• **EXERCISE REQUIREMENTS**
Beginning at whichever line contains "Target: driver window", reproduce each line of the records below word for word, ending with the last, and add nothing.

EXCERPTED DATA section start

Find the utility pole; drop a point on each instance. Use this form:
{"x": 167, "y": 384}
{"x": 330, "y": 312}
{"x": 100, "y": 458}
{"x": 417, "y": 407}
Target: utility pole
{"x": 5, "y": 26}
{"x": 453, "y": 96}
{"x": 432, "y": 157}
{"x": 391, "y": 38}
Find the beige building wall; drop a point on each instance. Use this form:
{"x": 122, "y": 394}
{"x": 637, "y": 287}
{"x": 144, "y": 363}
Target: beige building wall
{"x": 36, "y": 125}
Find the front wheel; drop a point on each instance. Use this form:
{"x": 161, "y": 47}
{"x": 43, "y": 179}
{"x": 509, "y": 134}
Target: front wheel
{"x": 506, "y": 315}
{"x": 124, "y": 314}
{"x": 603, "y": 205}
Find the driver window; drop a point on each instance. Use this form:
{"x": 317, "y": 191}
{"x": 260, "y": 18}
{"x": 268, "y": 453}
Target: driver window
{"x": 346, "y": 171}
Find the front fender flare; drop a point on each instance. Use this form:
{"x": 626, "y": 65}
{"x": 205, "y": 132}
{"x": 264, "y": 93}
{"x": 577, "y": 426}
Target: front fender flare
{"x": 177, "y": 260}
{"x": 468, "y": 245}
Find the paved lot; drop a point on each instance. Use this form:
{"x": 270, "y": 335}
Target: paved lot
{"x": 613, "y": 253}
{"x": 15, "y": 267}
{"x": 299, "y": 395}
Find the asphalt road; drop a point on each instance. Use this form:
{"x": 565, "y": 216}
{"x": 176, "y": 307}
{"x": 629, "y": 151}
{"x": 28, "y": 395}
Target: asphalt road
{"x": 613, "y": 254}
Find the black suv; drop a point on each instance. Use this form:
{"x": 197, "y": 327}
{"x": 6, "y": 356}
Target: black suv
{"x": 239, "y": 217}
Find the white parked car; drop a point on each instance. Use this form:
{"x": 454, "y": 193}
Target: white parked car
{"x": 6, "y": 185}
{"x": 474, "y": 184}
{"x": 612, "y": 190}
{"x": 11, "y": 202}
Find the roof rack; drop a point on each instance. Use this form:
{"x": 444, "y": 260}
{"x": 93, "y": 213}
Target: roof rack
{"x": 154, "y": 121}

EXCERPTED DATA section end

• **RESPONSE BOX**
Target: driver window
{"x": 346, "y": 171}
Find the front fender flare; drop a point on each instance. Use this form:
{"x": 626, "y": 65}
{"x": 205, "y": 132}
{"x": 264, "y": 93}
{"x": 577, "y": 426}
Target: front fender flare
{"x": 177, "y": 260}
{"x": 468, "y": 245}
Find the paved lot; drop a point on each instance. Use this form:
{"x": 270, "y": 335}
Target: paved lot
{"x": 613, "y": 253}
{"x": 15, "y": 267}
{"x": 299, "y": 395}
Find the asphalt road; drop a point on each instance. Use this form:
{"x": 565, "y": 216}
{"x": 176, "y": 307}
{"x": 629, "y": 151}
{"x": 28, "y": 395}
Target: asphalt road
{"x": 613, "y": 254}
Find the black suv; drop a point on each instance. Use this form:
{"x": 197, "y": 327}
{"x": 6, "y": 356}
Target: black suv
{"x": 239, "y": 217}
Find the white parked car; drop a point on each instance. Use this form:
{"x": 454, "y": 193}
Target: white parked car
{"x": 6, "y": 185}
{"x": 474, "y": 184}
{"x": 612, "y": 190}
{"x": 11, "y": 202}
Find the roof rack; drop a point on each instance. Use this form:
{"x": 444, "y": 260}
{"x": 93, "y": 213}
Target: roof rack
{"x": 154, "y": 121}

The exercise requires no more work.